# EXCERPTED DATA
- - - - - - -
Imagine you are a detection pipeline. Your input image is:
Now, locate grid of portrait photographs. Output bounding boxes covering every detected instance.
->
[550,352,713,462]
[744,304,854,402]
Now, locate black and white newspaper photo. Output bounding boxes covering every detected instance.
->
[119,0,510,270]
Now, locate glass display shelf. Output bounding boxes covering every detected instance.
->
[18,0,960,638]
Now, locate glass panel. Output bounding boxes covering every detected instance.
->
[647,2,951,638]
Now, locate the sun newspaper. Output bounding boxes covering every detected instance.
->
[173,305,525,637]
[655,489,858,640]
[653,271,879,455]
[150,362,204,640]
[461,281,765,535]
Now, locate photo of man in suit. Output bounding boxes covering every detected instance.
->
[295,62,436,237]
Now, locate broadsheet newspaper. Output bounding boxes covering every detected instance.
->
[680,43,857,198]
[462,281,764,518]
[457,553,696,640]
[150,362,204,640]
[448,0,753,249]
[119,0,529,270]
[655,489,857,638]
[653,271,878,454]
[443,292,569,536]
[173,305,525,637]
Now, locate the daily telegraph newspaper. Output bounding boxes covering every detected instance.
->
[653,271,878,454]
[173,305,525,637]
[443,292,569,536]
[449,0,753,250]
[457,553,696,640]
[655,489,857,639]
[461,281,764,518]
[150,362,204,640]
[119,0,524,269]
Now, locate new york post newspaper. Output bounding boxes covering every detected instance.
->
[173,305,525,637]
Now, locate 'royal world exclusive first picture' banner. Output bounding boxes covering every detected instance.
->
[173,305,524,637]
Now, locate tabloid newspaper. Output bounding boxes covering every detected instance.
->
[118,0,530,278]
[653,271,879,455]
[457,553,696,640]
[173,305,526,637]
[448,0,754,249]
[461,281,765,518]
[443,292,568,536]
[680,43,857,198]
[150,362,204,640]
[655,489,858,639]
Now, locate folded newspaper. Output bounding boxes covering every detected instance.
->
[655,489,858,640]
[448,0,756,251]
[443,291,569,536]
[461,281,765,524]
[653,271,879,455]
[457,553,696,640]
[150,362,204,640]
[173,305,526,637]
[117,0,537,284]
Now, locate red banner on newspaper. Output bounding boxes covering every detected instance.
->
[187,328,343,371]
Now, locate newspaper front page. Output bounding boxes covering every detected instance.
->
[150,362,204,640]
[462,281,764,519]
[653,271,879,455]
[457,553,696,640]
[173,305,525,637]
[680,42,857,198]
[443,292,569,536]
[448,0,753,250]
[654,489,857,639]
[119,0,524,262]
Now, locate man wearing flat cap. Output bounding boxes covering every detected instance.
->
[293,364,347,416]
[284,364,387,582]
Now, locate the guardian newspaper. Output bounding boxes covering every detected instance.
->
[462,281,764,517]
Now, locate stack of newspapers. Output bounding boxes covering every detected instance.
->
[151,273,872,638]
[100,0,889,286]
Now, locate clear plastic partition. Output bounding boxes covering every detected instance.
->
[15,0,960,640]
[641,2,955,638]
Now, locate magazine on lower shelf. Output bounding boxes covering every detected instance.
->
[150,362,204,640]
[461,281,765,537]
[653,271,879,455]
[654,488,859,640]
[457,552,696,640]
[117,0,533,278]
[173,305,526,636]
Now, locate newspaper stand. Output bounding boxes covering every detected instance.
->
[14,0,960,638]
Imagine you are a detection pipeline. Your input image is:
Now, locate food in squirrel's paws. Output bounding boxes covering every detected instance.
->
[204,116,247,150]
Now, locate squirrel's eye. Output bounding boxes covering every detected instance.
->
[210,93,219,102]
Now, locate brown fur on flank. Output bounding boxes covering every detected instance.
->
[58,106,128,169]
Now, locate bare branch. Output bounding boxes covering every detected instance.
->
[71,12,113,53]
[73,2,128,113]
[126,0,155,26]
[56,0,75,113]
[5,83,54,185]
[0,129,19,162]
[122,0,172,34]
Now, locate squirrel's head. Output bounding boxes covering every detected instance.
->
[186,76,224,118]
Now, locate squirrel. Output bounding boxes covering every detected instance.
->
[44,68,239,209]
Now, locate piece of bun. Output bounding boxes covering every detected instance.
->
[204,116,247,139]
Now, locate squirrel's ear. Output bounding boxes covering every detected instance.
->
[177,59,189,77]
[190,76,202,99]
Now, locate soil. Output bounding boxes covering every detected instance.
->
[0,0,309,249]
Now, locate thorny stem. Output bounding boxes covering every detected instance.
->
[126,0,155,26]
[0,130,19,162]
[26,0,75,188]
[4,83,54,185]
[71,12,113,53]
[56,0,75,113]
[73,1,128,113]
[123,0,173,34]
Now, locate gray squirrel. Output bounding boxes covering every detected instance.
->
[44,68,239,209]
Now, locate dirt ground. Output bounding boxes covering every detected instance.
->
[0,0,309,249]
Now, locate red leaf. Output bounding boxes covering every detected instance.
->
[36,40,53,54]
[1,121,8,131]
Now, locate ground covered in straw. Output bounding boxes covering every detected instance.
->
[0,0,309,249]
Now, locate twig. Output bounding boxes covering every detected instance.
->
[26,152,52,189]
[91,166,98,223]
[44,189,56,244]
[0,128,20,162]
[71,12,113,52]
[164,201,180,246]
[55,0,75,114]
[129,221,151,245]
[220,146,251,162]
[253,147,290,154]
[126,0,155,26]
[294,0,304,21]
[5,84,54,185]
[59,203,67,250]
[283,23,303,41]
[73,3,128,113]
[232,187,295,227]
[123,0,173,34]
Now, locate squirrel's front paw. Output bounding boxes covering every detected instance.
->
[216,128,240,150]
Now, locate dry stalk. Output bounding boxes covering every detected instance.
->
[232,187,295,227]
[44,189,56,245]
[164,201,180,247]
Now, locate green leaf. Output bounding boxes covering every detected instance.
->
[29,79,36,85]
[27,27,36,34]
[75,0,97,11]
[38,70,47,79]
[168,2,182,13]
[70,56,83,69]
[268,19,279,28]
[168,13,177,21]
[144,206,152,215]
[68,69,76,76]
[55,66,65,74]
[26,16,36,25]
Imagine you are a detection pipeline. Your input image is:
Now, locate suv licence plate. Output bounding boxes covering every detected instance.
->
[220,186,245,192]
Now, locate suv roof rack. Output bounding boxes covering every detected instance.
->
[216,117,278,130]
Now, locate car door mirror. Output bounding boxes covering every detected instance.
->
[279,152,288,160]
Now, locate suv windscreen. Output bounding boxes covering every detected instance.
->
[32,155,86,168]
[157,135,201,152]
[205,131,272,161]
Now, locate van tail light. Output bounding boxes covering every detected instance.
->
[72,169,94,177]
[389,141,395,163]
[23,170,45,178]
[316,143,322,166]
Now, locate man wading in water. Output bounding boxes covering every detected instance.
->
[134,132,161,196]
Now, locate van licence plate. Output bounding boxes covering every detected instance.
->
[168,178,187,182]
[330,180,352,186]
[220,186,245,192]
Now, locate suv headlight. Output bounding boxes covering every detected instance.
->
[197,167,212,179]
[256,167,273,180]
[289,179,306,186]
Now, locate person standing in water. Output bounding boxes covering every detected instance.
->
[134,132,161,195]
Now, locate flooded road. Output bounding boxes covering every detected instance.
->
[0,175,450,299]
- - - - - - -
# YOUR TASK
Copy every entry above without changing a character.

# REPLY
Imagine you are a detection pipeline. Your input image is:
Now, locate grid of portrait photographs. Output bounding boxes covering every detected instance.
->
[550,352,713,462]
[744,304,854,402]
Now, locate black and white newspaper photo. Output bounding boxes covering every detected instance.
->
[119,0,510,270]
Now, locate glass display shelf. Output bounding boxes covering every detected instance.
->
[18,0,960,638]
Now, locate glass panel. Output bounding boxes covering every detected instance.
->
[647,2,951,638]
Now, locate the sun newspaper. Output bounding boxes covering every detected instance.
->
[173,305,525,637]
[655,489,858,640]
[653,271,879,455]
[150,362,204,640]
[461,281,765,535]
Now, locate photo of man in suit. Output bounding boxes covering every detected instance.
->
[295,62,436,237]
Now, locate broadsheet newspaper. Output bounding boxes covering every detected instance.
->
[680,43,857,198]
[462,281,764,518]
[457,553,696,640]
[150,362,204,640]
[448,0,753,249]
[119,0,529,270]
[655,489,857,638]
[653,271,878,454]
[443,292,569,536]
[173,305,525,637]
Now, locate the daily telegraph newspaper. Output bounding boxes covering every detected instance.
->
[653,271,878,454]
[173,305,525,637]
[443,292,569,536]
[449,0,753,250]
[457,553,696,640]
[655,489,857,639]
[461,281,764,518]
[150,362,204,640]
[119,0,524,269]
Now, locate new york post newspaper. Output bounding boxes covering every detected instance.
->
[173,305,525,637]
Now, locate 'royal world exclusive first picture' banner. Output bounding boxes covering every detected instance.
->
[173,305,524,637]
Now, locate tabloid newspaper. Output bounding boxes covering every detected instance.
->
[118,0,530,278]
[653,271,879,455]
[457,553,696,640]
[173,305,526,637]
[448,0,754,249]
[461,281,765,518]
[443,292,568,536]
[680,43,857,198]
[150,362,204,640]
[655,489,858,639]
Now, locate folded newspaper. Output bounding boxes covering every detected instance.
->
[655,489,858,640]
[448,0,756,251]
[443,291,569,536]
[461,281,765,524]
[653,271,879,455]
[457,553,696,640]
[150,362,204,640]
[173,305,526,637]
[117,0,537,284]
Now, locate red banner on newspaper. Output bounding boxes covering every detected instance.
->
[187,328,343,371]
Now, locate newspaper front page. Output bounding boxes covering every detected instance.
->
[150,362,204,640]
[462,281,764,519]
[653,271,879,455]
[457,553,696,640]
[173,305,525,637]
[680,42,857,198]
[443,292,569,536]
[448,0,753,250]
[654,489,857,639]
[119,0,524,262]
Now, locate man wearing flat cap. Output bounding boxes covering every detected instance.
->
[293,364,347,416]
[284,364,387,582]
Now, locate the guardian newspaper. Output bounding boxes covering every detected instance.
->
[462,281,764,517]
Now, locate stack of newspapers. Output bounding boxes covering every detected instance.
->
[151,273,872,638]
[100,0,889,286]
Now, locate clear plastic partition. Output bounding boxes covering every detected instance.
->
[15,0,960,640]
[641,2,955,638]
Now, locate magazine on lower shelf. Output bounding boxes covering every detected instance.
->
[150,362,204,640]
[461,281,765,537]
[653,271,879,455]
[654,488,859,640]
[457,552,696,640]
[117,0,533,278]
[173,305,526,636]
Now, locate newspaper stand. Output bounding boxes covering every detected instance.
->
[14,0,960,638]
Imagine you are a detection pipeline. Your input image is:
Now, locate food in squirrel's paws. Output bounding boxes covering every detected instance.
->
[204,116,247,150]
Now, locate squirrel's eye. Output bounding boxes covering every detected instance.
->
[210,93,219,102]
Now, locate brown fur on flank. Output bounding boxes covering every detected instance.
->
[58,106,128,169]
Now, locate bare branch. Output bounding boxes covering every detected instance.
->
[71,12,113,53]
[73,2,128,113]
[126,0,155,26]
[56,0,75,113]
[5,83,54,185]
[0,129,19,162]
[122,0,172,34]
Now, locate squirrel's head. Output bounding boxes covering every detected instance.
->
[186,76,224,118]
Now, locate squirrel. Output bounding boxes covering every detected instance.
->
[44,68,239,209]
Now, locate piece of bun. Output bounding boxes covering every detected instance.
->
[204,116,247,139]
Now, locate squirrel's ear. Output bounding boxes covering every detected instance.
->
[177,59,189,77]
[190,76,202,99]
Now, locate soil. Output bounding boxes covering every detected instance.
->
[0,0,309,249]
Now, locate thorny stem. Output bounding boxes covering every detected instance.
->
[126,0,155,26]
[0,130,19,162]
[26,0,75,188]
[4,83,54,185]
[71,12,113,53]
[56,0,75,113]
[73,1,128,113]
[123,0,173,34]
Now, locate gray squirrel. Output bounding boxes covering every detected instance.
->
[44,68,239,209]
Now, locate dirt ground. Output bounding boxes covering every detected instance.
->
[0,0,309,249]
Now, locate red leaf. Output bounding boxes covering every detected instance.
->
[36,40,53,54]
[1,121,8,131]
Now, locate ground covered in straw. Output bounding boxes covering every detected instance.
->
[0,0,309,249]
Now, locate twig. Output bounding boxes covering every detected instance.
->
[26,152,52,189]
[91,166,98,223]
[44,189,56,244]
[0,128,20,162]
[71,12,113,52]
[164,201,180,246]
[55,0,75,114]
[129,221,151,245]
[220,146,251,162]
[253,147,290,154]
[126,0,155,26]
[294,0,304,21]
[5,84,54,185]
[59,203,67,250]
[283,23,303,41]
[73,3,128,113]
[232,187,295,227]
[123,0,173,34]
Now, locate squirrel's front paw. Output bounding boxes covering every detected instance.
->
[216,128,240,150]
Now, locate dry stalk. Output bounding boxes covering every detected instance.
->
[232,187,295,227]
[44,189,56,245]
[164,201,180,247]
Now, locate green leaf. Output bounding boxes covering every detected instance.
->
[29,79,36,85]
[27,27,36,34]
[75,0,97,11]
[38,70,47,79]
[168,2,182,13]
[70,56,83,69]
[268,19,279,28]
[168,13,177,21]
[144,206,152,215]
[68,69,76,76]
[55,66,65,74]
[26,16,36,25]
Imagine you are a detection pipeline. Your input image is:
Now, locate suv licence plate. Output bounding boxes covering every detected instance.
->
[220,186,245,192]
Now, locate suv roof rack. Output bounding boxes covering every detected instance.
->
[216,117,278,130]
Now, locate car door mirror. Output bounding boxes covering every detected instance.
->
[279,152,288,160]
Now, locate suv windscreen. Output bounding boxes covering every detected instance.
->
[32,155,86,168]
[157,135,201,152]
[205,131,272,161]
Now, locate van tail light. Output bounding boxes covering every detected instance.
->
[72,169,94,177]
[389,141,395,163]
[23,170,45,178]
[316,143,322,166]
Now, locate man wading in water. Output bounding boxes covering every detected instance.
->
[134,132,161,196]
Now, locate van licence plate. Output bounding boxes covering every detected instance.
->
[168,178,187,182]
[330,180,352,186]
[220,186,245,192]
Now, locate suv headlight. Output bounding boxes covering every detected instance.
->
[197,167,212,179]
[256,167,273,180]
[289,179,306,186]
Now, locate person standing in water. Output bounding boxes covering every detected instance.
->
[134,132,161,195]
Now, locate flooded road. Output bounding boxes covering every detected instance.
->
[0,175,450,299]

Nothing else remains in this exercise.